任务要求 —
- A) 根据文本片段,李浔从什么时候开始尝试用吴方言语境的表达方式写诗?
- B) 文本片段中说“随笔式”诗歌在形式和内容上都区别于哪些诗体?逐一列出。
- C) 请把文本片段中从“我认为,忽略社会底层、无视生”一直到“出诗中所要表达的深层次事境。”的文字原样抄写下来。

李浔:这个问题对一个当代的中国汉语诗人来说,是尴尬的。从吴方言到国语,从汉字阅读习惯到网络的全球化,我面对的是强大的成熟的古汉语,同时面对的能更适应高速度发展生存的西方文化。这对当代的中国母语诗人来说注定是尴尬而暖昧的。现代汉语的发展毕竟只有百余年历史,放弃了千锤百炼的成熟的古汉语, 变换一种新语言(现代汉语)表达方式,我认为这不是一百年能解决的问题。中国新诗的一百年,各种各样的诗体,各种各样的探索,有全盘西化的诗,也有新格律诗,中西交融的诗,更有翻译体等等,这就是百年新诗尴尬所在。怎样在传统的习惯中,完善新的语言表达方式这是我们所面临的任务,在汉字的形象下,在全球化的现实中,变也是一种需要。

    我认为,忽略社会底层、无视生活细节的的说教式写作方式,是很难获得共鸣和打动人心的。从目前的社会背景来看,和平年代容易促使诗人写自我的作品。近年来,我一直在探索“随笔式”诗歌写作。我认为“随笔”式诗歌在内容的表达上惯用叙事、议论为主,在形式上,句式的排列和空行由内容需要而定,也不需要押韵。这种形式散漫,自由表达立意的诗体,无论是形式还是内容上,都区别于抒情诗、哲理诗、新格律诗、叙事诗、散文诗、朗诵诗等等。在这些“随笔式”诗歌中或叙事、或议论、或抒情,甚至穿插对话、注释等等。所以我认为,用随笔的情绪写诗,这些“随笔式”诗歌,让人阅读中能体会出诗中所要表达的深层次事境。

从80年代末,我开始了用吴方言语境的表达方式来尝试诗的写作,我在尝试中感受到,吴方言保留了大量中国古典文化的原始状态的语境和情怀。尤其是我生活的湖州,战国时期是吴国、越国、楚国的接壤地,三种方言至今仍然交融在一起使用。我们习惯说,环境是能够影响人的,语言环境也是一个要素。诗歌是一种审美的行为,而审美更是一种情趣,这种行为的正确表达和心情和语言有关。我认为吴方言天生有一种美感,有着轻柔、轻盈、精致的小家碧玉式的语言特征。

在探索江南诗的过程中,用吴方言口语入诗,就我个人而言,使用吴方言比全部使用现代汉语更能正确表达我的江南情绪。用吴方言情绪审美也可以或多或少避免了用北方语言为基础的现代汉语描写江南事物的陌生感。

诗是不需要有更多技巧的, 诗是语言与情感的艺术,一首好的诗歌必然是用着语言的力量,当然也要有能使人共鸣的真情。我选择吴方言语境表达,就是用这个地区最原始的语言来反映这个地区的事物是最贴切的行为,也就是说, 要用直观的,没有杂质的情趣来完全表达我对江南的观点。所以我一直认为,诗的语言要干净简单,直观。

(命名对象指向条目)

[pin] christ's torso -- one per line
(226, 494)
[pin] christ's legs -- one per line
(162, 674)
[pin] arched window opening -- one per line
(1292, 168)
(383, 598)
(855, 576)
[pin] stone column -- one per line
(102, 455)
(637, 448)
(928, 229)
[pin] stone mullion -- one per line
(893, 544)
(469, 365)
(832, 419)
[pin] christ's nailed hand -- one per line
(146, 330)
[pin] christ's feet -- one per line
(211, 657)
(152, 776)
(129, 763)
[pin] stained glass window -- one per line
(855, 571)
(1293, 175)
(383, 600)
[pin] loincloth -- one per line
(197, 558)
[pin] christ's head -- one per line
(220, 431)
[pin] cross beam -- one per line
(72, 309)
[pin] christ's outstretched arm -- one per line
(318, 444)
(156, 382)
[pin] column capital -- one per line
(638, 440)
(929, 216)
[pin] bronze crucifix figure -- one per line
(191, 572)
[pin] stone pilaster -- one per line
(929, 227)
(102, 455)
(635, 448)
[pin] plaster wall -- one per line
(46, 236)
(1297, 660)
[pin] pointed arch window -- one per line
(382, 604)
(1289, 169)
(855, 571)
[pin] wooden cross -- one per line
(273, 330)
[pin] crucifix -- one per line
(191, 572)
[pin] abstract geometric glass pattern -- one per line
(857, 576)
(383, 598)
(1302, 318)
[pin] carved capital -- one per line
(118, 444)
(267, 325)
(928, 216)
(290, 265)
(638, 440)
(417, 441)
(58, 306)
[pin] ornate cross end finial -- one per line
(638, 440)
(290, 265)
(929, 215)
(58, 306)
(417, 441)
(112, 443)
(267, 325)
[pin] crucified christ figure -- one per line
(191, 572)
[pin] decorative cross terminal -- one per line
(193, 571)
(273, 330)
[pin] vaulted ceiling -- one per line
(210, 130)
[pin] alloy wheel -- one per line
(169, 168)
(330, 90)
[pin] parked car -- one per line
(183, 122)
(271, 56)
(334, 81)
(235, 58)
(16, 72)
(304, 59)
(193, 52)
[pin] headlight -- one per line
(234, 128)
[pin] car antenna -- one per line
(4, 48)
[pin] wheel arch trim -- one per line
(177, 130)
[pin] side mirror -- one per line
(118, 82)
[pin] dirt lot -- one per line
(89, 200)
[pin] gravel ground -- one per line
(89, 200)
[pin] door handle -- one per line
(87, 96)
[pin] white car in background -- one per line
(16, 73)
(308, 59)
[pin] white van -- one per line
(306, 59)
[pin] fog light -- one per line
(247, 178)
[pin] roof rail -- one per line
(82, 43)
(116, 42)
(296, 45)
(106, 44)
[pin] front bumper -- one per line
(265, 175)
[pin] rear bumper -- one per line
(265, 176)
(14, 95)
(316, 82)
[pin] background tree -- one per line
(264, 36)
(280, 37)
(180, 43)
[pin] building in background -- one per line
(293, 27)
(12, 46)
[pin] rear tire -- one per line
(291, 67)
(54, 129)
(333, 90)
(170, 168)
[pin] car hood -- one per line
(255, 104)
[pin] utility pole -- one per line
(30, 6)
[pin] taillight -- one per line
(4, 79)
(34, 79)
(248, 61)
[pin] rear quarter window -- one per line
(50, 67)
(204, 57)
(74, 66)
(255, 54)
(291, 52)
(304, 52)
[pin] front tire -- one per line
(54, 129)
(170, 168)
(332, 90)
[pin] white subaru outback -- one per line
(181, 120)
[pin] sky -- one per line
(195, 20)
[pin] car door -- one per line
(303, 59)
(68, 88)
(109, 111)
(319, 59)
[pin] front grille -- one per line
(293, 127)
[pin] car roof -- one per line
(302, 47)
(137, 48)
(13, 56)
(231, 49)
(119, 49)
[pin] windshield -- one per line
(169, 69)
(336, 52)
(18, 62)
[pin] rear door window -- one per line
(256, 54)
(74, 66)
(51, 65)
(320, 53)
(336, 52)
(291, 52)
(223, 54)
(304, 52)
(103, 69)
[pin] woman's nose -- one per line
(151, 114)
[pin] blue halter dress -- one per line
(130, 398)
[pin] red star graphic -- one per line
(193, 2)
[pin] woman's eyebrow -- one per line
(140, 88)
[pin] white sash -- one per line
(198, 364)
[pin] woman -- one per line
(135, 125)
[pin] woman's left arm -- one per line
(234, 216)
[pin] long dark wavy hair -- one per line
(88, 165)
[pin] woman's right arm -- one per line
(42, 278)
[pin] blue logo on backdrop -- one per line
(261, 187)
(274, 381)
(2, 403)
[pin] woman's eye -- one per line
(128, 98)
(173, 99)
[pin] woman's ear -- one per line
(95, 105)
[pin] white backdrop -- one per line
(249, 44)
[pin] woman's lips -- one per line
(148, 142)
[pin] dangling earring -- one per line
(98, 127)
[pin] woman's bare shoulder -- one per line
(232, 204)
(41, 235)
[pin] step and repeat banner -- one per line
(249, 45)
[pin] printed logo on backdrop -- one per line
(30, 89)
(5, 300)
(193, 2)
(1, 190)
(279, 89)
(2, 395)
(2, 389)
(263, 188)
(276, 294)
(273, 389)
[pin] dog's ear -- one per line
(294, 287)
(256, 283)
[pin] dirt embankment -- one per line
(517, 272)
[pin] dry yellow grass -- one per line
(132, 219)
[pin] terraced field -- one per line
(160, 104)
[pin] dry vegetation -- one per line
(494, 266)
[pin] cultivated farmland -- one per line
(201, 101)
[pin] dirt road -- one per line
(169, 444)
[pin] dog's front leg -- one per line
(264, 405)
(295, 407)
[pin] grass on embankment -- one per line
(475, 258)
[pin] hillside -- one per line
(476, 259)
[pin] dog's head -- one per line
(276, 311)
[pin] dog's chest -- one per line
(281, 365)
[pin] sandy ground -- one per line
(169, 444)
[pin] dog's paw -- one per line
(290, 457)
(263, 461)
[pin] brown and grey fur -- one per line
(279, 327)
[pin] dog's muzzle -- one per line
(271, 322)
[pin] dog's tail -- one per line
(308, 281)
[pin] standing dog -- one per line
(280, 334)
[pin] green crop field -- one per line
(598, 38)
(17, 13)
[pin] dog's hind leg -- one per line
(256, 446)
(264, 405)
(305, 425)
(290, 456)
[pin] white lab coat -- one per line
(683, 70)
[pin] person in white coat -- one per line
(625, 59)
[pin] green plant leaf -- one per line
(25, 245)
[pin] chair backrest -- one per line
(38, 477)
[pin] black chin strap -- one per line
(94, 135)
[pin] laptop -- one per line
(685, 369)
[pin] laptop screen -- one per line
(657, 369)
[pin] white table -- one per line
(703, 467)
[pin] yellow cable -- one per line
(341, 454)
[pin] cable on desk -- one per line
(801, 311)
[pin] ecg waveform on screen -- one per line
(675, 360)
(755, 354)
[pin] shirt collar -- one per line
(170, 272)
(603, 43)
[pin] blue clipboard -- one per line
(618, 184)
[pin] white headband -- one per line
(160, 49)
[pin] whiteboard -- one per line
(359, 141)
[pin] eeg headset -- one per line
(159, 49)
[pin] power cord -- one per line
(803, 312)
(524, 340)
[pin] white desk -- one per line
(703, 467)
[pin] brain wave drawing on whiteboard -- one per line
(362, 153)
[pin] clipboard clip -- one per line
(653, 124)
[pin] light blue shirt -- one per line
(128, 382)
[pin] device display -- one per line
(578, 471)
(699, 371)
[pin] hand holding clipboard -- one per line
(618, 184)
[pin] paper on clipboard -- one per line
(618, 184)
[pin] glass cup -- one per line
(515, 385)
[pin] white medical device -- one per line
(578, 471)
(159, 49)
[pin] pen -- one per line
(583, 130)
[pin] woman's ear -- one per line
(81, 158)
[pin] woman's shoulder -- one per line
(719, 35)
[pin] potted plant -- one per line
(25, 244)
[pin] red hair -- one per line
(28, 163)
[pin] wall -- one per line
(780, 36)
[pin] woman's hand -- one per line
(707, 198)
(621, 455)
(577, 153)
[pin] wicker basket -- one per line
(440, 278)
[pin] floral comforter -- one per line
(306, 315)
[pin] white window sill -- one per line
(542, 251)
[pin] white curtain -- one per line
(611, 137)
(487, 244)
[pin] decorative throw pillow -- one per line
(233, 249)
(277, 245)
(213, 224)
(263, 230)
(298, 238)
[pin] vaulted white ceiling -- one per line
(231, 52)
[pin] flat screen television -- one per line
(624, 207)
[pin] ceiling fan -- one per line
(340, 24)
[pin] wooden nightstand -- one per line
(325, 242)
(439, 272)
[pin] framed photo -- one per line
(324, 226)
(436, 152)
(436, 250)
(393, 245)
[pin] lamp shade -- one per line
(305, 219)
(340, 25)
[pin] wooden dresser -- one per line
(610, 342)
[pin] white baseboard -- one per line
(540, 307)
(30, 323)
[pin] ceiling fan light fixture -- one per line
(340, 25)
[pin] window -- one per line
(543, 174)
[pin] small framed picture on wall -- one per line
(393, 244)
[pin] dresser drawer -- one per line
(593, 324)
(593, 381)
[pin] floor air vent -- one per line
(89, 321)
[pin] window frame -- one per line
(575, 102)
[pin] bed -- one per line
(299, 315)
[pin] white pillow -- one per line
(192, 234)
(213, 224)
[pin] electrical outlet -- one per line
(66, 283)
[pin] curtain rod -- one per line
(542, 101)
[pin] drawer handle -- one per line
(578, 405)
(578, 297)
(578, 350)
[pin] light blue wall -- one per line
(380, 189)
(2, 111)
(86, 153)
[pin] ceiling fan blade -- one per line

各题答案 —
- A) 从80年代末开始。

- B) 抒情诗、哲理诗、新格律诗、叙事诗、散文诗、朗诵诗

- C)
我认为,忽略社会底层、无视生活细节的的说教式写作方式,是很难获得共鸣和打动人心的。从目前的社会背景来看,和平年代容易促使诗人写自我的作品。近年来,我一直在探索“随笔式”诗歌写作。我认为“随笔”式诗歌在内容的表达上惯用叙事、议论为主,在形式上,句式的排列和空行由内容需要而定,也不需要押韵。这种形式散漫,自由表达立意的诗体,无论是形式还是内容上,都区别于抒情诗、哲理诗、新格律诗、叙事诗、散文诗、朗诵诗等等。在这些“随笔式”诗歌中或叙事、或议论、或抒情,甚至穿插对话、注释等等。所以我认为,用随笔的情绪写诗,这些“随笔式”诗歌,让人阅读中能体会出诗中所要表达的深层次事境。